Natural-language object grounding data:
*** Block opens ***

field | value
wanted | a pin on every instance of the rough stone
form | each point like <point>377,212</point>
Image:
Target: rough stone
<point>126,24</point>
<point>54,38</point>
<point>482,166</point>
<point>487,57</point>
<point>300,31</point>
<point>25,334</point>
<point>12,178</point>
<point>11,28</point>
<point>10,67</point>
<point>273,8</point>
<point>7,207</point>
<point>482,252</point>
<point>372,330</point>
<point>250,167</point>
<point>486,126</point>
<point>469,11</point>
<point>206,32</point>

*** Block closes ***

» What you should do
All of the data must be returned exactly.

» Answer box
field | value
wanted | a pin on every instance of the rough stone
form | each point like <point>377,212</point>
Image:
Target: rough stone
<point>126,24</point>
<point>54,38</point>
<point>482,166</point>
<point>487,57</point>
<point>300,31</point>
<point>25,334</point>
<point>12,178</point>
<point>11,28</point>
<point>10,67</point>
<point>273,8</point>
<point>7,207</point>
<point>482,252</point>
<point>372,330</point>
<point>250,167</point>
<point>486,126</point>
<point>469,11</point>
<point>206,32</point>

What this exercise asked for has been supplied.